[START OF Supplied records]
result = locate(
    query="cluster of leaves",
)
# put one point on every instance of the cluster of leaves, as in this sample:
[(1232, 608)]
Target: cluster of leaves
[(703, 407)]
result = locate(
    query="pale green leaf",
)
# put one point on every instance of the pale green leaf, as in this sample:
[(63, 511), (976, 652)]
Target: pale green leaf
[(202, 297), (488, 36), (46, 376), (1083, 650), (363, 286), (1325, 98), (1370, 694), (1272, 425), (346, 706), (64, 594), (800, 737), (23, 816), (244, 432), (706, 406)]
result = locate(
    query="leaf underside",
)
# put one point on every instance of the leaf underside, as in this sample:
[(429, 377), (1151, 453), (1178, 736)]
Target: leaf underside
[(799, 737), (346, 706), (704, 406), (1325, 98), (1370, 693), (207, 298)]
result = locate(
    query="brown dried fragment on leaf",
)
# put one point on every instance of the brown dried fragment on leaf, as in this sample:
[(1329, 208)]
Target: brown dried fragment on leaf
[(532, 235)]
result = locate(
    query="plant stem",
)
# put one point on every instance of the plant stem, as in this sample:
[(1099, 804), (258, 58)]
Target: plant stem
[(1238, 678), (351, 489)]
[END OF Supplied records]
= Exercise goal =
Can you put every line of the material above into a Markdown table with a column Row for the line number and a column Line for the text, leaving out any blank lines?

= Task result =
| Row | Line |
|---|---|
| 1 | result = locate( |
| 2 |     query="cluster of leaves", |
| 3 | ) |
| 4 | # put one point on every instance of the cluster of leaves, as in this sample: |
| 5 | [(1232, 608)] |
| 6 | Target: cluster of leaves |
| 7 | [(703, 407)] |
| 8 | result = locate( |
| 9 |     query="pale green leaf", |
| 10 | ) |
| 11 | # put one point on every instance of the pale green leaf, as in this sample: |
| 12 | [(63, 511), (976, 652)] |
| 13 | Target: pale green leaf |
| 14 | [(202, 297), (488, 36), (46, 376), (1083, 650), (363, 286), (1325, 98), (1370, 694), (1272, 425), (346, 706), (64, 594), (800, 737), (23, 816), (244, 432), (706, 406)] |
| 15 | result = locate( |
| 16 |     query="leaf underside", |
| 17 | ) |
| 18 | # put one point on every instance of the leaf underside, as in this sample: |
| 19 | [(429, 377), (1151, 453), (1178, 736)] |
| 20 | Target: leaf underside |
| 21 | [(799, 737), (346, 706), (704, 406), (1325, 98), (1370, 693), (207, 298)] |
| 22 | result = locate( |
| 23 |     query="brown dried fragment on leaf", |
| 24 | ) |
| 25 | # put one point on every instance of the brown dried fragment on leaf, as in this sample: |
| 26 | [(1329, 208)] |
| 27 | Target: brown dried fragment on leaf |
| 28 | [(532, 235)] |
| 29 | result = locate( |
| 30 |     query="plant stem", |
| 31 | ) |
| 32 | # put one point on every instance of the plant stem, as in this sample: |
| 33 | [(1099, 804), (258, 58)] |
| 34 | Target: plant stem |
| 35 | [(1238, 678), (351, 489)] |